### EXERCISE
What is needed is an exact copy of every entry, without the pictures.

### RAW DATA

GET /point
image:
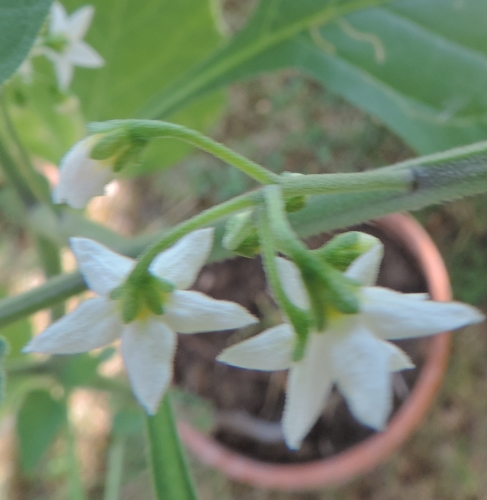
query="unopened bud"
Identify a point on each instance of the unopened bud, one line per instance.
(344, 248)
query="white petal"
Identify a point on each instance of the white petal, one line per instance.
(82, 54)
(102, 268)
(393, 315)
(192, 312)
(309, 384)
(59, 19)
(292, 282)
(94, 323)
(361, 365)
(269, 350)
(181, 263)
(79, 22)
(365, 268)
(148, 350)
(80, 177)
(398, 359)
(62, 67)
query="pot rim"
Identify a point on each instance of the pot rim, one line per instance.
(366, 455)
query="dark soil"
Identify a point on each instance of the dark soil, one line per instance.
(249, 403)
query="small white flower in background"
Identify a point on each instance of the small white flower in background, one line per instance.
(148, 344)
(64, 45)
(80, 177)
(352, 352)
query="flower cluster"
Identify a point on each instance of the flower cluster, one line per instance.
(353, 352)
(148, 343)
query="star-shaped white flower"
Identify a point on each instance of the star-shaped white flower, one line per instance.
(148, 344)
(68, 32)
(80, 177)
(353, 351)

### ANSWER TO THIS EXERCISE
GET /point
image:
query="unopened bud"
Identify a point on each instance of the unopened bud, one line per instance.
(344, 248)
query="white petal"
Identify a point on each instance of the white petal, one line per instance.
(82, 54)
(102, 268)
(393, 315)
(192, 312)
(309, 384)
(59, 19)
(292, 282)
(94, 323)
(361, 365)
(269, 350)
(181, 263)
(79, 22)
(365, 268)
(148, 350)
(80, 177)
(398, 359)
(62, 67)
query="pot rim"
Identify a point on each instance of the pot rim, one line per instance.
(366, 455)
query="dark soil"
Identify a point on each instance of the dark soil, one line per instance.
(249, 403)
query="small white flower in background"
Identify a point on each instance of the small white flower in background, one line per instance.
(148, 344)
(64, 45)
(80, 177)
(352, 352)
query="flower cluster"
Identify a point on each instance of the flower cluster, one line per instance.
(353, 352)
(148, 343)
query="star-shaped white flower"
Identify a point on each instance of the star-shaped white flower, one line per instance.
(148, 344)
(68, 32)
(80, 177)
(353, 351)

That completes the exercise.